* Data section
[BEGIN]
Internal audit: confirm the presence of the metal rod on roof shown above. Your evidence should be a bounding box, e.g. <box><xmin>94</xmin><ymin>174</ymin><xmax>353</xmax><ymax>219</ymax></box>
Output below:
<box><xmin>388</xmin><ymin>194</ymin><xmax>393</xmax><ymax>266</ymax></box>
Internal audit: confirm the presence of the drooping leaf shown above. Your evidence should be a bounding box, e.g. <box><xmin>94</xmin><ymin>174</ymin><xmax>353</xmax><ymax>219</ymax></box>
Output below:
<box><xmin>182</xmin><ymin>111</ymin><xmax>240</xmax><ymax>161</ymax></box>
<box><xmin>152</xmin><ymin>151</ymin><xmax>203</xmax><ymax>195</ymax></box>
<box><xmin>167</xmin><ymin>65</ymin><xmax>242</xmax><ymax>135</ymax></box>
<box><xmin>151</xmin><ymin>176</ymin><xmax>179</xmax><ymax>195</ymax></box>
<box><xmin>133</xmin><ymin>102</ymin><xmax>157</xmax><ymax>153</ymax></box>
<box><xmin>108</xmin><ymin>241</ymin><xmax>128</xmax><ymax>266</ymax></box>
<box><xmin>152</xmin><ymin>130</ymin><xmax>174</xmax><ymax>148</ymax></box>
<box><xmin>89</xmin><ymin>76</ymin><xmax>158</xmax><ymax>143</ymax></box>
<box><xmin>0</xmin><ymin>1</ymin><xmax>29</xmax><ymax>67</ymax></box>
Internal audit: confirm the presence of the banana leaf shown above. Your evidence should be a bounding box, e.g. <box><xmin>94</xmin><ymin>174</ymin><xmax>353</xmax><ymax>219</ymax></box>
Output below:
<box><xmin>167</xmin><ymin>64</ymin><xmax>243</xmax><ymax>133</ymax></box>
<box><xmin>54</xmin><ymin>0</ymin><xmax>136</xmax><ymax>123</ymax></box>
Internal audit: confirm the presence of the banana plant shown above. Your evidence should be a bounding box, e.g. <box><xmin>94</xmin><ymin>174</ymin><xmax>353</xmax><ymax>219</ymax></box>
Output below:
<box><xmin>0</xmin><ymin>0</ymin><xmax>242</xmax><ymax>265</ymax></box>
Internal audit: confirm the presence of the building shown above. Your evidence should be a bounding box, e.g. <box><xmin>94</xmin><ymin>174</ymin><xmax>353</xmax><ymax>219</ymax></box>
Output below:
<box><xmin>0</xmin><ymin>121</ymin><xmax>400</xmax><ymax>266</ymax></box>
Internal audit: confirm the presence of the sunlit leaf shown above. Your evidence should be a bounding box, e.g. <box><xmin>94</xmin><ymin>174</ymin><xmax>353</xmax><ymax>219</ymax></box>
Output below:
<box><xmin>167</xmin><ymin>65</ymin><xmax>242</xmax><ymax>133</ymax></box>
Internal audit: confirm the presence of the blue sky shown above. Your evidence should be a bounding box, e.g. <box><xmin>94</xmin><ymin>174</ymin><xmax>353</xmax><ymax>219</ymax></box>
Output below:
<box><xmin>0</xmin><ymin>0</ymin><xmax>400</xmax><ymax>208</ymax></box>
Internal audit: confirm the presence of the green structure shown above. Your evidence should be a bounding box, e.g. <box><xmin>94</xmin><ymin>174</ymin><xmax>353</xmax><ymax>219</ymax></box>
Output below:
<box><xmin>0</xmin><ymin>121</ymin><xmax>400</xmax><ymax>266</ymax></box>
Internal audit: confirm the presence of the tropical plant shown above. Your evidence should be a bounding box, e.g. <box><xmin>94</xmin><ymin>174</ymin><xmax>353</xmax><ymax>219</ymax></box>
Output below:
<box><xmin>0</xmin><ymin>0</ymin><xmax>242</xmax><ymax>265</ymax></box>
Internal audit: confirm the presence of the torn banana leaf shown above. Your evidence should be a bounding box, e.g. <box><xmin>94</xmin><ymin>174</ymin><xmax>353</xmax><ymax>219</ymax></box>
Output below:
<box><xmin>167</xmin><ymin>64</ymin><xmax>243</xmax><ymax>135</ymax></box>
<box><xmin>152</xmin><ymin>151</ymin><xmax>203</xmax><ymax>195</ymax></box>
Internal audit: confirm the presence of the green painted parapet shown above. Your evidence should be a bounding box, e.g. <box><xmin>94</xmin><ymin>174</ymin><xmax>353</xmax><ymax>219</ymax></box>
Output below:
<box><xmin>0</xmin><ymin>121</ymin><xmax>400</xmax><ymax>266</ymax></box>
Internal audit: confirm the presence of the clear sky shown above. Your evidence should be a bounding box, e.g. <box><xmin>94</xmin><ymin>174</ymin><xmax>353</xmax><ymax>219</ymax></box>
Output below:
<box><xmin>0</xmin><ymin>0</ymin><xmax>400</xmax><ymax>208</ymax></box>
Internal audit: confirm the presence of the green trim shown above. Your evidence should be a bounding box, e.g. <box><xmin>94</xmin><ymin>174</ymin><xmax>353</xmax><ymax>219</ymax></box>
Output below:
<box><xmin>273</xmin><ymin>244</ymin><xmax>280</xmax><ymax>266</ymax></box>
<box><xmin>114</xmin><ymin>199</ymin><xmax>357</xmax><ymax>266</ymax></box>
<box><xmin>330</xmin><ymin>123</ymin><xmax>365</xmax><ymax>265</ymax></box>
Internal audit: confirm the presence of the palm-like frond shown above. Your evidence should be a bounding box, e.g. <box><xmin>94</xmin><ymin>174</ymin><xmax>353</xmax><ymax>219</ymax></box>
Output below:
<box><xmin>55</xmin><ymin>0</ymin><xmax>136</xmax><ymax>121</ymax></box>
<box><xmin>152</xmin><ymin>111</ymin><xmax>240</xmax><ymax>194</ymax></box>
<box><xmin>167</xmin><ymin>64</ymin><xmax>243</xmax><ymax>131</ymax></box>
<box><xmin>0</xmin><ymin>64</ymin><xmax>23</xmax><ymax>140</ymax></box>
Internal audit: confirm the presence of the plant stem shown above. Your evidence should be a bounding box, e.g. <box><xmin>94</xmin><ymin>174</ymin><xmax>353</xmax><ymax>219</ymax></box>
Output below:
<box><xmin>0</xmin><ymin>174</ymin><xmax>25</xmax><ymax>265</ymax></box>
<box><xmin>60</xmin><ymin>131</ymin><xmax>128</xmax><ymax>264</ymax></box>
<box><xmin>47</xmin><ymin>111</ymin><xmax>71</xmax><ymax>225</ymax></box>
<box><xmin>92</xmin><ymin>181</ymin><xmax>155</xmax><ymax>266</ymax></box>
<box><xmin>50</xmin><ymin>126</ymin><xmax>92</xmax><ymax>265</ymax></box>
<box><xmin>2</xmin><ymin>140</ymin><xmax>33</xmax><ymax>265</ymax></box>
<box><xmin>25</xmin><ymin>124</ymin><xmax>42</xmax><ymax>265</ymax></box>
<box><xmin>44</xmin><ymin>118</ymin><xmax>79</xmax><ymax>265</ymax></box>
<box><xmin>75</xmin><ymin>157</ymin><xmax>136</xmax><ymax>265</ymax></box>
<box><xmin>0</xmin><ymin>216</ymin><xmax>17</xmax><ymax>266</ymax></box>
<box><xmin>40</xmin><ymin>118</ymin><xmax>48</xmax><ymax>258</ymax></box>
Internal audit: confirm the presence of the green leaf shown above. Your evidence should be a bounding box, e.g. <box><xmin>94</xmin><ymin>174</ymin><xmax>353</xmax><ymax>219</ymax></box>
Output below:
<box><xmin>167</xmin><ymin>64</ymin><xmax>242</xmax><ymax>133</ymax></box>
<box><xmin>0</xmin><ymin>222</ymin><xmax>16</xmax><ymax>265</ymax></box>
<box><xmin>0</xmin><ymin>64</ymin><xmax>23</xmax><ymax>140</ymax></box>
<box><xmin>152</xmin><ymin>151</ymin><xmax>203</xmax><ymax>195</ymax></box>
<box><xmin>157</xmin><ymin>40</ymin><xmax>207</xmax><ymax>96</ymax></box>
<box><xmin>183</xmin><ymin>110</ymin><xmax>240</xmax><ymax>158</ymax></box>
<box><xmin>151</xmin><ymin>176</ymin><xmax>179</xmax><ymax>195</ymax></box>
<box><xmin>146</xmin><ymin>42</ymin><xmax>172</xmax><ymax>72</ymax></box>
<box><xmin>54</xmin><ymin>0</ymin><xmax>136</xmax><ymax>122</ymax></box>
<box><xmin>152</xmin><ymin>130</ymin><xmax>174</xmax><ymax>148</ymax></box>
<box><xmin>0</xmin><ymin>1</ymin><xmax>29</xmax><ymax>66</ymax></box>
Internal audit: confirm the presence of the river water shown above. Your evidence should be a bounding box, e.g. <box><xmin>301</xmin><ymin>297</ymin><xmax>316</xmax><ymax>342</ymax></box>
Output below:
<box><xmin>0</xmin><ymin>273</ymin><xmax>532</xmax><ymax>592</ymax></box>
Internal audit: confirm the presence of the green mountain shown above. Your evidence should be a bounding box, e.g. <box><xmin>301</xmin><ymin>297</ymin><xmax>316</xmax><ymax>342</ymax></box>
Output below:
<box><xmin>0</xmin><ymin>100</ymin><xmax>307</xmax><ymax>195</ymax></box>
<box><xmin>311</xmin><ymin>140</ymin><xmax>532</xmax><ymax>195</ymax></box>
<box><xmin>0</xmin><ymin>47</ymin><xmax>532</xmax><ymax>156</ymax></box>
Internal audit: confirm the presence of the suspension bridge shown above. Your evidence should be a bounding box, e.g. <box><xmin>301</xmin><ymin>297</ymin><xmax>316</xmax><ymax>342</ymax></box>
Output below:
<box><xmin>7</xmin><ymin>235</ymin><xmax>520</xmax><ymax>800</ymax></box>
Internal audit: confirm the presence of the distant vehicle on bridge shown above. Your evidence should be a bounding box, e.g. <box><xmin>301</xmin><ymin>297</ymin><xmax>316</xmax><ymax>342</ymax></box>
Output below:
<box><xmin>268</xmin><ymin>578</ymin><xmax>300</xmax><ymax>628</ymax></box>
[END]
Please copy the records from the line containing "Internal audit: confirm the presence of the distant" through the end of the records, changing "vehicle" to "car" and keeping everything else the same.

Internal audit: confirm the presence of the distant car on bridge shown above. Your evidence should be a bounding box, e.g. <box><xmin>301</xmin><ymin>297</ymin><xmax>316</xmax><ymax>342</ymax></box>
Output below:
<box><xmin>268</xmin><ymin>578</ymin><xmax>300</xmax><ymax>628</ymax></box>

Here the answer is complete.